Problem statement: Copy only what runs from the line containing "# locate porch column: put" through the end of the material below, line for line, with both ends included.

* * * *

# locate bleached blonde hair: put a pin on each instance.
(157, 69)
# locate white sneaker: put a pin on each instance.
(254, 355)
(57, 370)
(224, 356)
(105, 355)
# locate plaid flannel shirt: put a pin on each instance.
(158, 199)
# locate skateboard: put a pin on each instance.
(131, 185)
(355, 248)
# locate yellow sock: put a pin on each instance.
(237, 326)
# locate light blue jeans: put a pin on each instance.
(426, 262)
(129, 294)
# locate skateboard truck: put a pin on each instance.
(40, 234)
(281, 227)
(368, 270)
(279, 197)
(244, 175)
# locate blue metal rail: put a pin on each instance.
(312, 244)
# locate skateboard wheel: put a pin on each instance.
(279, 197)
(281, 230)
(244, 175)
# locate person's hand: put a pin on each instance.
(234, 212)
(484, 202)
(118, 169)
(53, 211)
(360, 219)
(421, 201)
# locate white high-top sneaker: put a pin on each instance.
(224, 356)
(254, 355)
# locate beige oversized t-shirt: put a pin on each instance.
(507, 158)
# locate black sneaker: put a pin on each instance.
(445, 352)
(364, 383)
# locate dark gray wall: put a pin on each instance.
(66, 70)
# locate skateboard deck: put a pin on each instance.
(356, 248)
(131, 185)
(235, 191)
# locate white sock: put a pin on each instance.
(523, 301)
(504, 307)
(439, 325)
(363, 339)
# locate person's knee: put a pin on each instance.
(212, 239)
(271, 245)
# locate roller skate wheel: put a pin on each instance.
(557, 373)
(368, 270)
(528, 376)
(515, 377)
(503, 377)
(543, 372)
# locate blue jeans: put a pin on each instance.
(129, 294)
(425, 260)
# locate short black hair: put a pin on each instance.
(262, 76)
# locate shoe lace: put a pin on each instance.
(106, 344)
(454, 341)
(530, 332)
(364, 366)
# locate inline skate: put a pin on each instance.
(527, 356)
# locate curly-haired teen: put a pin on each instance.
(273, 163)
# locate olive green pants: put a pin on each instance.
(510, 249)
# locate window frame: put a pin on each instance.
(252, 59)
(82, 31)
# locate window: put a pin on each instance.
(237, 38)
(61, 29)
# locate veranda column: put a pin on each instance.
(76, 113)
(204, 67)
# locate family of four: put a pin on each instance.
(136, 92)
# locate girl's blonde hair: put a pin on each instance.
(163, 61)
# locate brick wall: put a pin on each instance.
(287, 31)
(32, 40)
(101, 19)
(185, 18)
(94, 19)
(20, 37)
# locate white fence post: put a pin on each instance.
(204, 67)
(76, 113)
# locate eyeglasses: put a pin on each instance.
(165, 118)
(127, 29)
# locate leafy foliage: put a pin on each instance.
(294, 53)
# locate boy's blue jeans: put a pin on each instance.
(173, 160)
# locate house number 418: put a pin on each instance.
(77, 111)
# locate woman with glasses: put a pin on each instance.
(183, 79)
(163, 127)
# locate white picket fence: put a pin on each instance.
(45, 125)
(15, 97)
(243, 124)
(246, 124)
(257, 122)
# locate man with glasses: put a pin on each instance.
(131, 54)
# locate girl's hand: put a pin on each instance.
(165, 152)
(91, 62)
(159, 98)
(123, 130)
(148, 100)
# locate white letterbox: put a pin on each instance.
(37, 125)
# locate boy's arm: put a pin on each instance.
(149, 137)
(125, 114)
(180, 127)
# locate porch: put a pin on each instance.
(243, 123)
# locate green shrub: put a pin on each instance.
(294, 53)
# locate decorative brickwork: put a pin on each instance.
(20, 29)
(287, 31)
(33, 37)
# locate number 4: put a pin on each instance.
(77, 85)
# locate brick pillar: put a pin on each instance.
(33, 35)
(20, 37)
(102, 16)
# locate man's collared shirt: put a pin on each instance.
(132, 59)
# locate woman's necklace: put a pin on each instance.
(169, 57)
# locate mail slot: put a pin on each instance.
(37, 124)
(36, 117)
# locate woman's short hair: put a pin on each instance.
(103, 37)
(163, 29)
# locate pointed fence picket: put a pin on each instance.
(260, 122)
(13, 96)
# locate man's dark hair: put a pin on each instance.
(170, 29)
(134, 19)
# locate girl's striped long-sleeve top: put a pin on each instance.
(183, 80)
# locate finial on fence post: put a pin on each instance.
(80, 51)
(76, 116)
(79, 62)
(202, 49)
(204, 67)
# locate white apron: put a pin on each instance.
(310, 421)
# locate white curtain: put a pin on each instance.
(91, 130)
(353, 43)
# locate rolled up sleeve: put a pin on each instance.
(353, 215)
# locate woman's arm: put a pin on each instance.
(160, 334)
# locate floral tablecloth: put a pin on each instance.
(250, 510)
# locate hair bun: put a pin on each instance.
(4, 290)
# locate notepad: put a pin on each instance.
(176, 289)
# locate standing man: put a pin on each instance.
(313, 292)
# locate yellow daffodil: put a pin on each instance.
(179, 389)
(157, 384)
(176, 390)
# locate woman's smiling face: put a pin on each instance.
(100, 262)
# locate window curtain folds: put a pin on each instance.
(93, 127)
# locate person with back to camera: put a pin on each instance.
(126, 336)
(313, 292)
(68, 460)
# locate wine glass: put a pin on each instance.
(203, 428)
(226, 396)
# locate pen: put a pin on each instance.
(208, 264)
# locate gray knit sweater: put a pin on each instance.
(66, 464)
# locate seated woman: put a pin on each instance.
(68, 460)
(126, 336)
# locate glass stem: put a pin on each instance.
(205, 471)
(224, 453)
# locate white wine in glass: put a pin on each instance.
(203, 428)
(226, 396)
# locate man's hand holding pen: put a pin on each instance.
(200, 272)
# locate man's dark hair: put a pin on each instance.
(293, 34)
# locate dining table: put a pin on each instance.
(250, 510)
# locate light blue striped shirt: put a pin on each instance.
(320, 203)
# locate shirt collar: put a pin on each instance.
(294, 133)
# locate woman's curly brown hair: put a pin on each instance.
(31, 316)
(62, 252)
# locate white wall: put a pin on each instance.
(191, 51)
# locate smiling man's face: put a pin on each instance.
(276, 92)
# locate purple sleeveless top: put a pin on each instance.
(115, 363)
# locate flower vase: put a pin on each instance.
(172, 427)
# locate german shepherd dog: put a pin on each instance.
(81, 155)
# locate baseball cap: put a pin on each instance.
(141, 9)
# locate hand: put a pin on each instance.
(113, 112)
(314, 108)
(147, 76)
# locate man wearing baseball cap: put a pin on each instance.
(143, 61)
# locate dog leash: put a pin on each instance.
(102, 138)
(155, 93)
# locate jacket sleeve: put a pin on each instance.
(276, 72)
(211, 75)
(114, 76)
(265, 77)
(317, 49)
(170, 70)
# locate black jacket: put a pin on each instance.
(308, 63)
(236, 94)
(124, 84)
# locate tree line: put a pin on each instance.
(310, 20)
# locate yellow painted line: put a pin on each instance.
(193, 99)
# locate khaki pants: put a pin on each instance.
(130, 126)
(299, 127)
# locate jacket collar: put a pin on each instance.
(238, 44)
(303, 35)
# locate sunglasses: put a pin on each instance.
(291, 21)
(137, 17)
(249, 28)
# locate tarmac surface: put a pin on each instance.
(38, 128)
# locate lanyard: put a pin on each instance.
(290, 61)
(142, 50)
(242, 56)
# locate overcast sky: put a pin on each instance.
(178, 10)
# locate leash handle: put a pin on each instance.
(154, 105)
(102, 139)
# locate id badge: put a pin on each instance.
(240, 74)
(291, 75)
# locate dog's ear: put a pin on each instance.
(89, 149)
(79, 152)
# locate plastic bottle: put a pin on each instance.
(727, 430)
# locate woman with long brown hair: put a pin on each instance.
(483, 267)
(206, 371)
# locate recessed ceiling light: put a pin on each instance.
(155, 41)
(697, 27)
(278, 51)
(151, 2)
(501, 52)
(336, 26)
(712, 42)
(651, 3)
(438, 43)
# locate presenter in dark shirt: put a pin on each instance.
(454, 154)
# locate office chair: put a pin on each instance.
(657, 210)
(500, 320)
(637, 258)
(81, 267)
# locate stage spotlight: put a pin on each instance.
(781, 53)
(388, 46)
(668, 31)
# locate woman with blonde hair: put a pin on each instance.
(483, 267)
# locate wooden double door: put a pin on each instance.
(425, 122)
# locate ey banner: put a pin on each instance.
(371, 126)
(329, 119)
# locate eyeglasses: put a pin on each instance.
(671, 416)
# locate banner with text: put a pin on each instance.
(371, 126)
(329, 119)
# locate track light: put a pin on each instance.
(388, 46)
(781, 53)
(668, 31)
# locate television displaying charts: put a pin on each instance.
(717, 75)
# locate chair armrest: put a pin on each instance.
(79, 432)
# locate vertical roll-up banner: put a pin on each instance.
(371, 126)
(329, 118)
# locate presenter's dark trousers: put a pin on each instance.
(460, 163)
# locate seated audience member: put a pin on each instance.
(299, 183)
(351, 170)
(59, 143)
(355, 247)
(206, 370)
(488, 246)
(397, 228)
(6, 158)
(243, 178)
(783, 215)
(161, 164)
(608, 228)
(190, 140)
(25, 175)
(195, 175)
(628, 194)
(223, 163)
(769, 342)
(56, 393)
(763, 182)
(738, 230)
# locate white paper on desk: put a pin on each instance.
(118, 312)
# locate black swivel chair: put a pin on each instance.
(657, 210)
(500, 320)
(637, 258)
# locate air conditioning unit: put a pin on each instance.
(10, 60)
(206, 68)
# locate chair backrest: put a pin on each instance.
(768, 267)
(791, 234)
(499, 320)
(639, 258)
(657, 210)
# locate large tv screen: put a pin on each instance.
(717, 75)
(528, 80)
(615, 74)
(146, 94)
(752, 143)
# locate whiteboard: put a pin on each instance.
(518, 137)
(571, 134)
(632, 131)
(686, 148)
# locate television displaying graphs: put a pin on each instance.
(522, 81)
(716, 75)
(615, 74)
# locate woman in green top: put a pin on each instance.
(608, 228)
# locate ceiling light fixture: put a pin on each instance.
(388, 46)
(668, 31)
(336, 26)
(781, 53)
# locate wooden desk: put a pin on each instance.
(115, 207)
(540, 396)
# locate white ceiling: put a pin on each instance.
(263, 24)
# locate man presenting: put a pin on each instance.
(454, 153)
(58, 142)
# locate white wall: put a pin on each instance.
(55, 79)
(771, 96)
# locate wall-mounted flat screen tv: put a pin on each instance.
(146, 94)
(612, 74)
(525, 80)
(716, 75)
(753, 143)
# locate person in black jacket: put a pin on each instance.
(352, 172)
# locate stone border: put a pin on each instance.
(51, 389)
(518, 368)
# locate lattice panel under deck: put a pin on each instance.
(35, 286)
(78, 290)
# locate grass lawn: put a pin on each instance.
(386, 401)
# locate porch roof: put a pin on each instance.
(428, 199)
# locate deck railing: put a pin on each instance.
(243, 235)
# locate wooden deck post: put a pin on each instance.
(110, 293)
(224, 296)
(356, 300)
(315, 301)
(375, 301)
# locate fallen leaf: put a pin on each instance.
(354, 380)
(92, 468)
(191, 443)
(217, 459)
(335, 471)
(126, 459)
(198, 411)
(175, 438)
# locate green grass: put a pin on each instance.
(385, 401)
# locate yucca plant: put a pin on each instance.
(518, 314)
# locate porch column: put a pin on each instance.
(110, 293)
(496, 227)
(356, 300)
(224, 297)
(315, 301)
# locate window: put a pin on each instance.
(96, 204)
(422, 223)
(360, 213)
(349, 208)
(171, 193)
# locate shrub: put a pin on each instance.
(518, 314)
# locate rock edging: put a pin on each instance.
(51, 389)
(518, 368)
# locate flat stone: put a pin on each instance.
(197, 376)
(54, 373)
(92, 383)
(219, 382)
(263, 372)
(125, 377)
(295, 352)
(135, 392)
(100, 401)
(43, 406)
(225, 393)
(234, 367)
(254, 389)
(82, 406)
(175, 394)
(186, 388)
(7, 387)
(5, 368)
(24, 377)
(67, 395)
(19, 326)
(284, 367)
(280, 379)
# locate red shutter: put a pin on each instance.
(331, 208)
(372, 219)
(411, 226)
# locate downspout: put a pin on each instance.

* * * *

The solution:
# locate porch column: put a pin on each instance.
(110, 293)
(496, 227)
(356, 300)
(224, 297)
(315, 301)
# locate window: put a pin on each instance.
(96, 204)
(422, 223)
(360, 213)
(349, 208)
(171, 193)
# locate shrub: put a pin on each instance.
(518, 314)
# locate rock edging: put a pin on each instance.
(51, 389)
(518, 368)
# locate flat stone: put a pin on each instance.
(197, 376)
(54, 373)
(92, 383)
(219, 382)
(263, 372)
(125, 377)
(295, 352)
(135, 392)
(100, 401)
(43, 406)
(225, 393)
(234, 367)
(254, 389)
(82, 406)
(175, 394)
(186, 388)
(7, 387)
(5, 368)
(24, 377)
(67, 395)
(19, 326)
(284, 367)
(280, 379)
# locate red shutter: put a pin on each instance.
(331, 208)
(372, 219)
(411, 226)
# locate downspout: put a pin on each instance.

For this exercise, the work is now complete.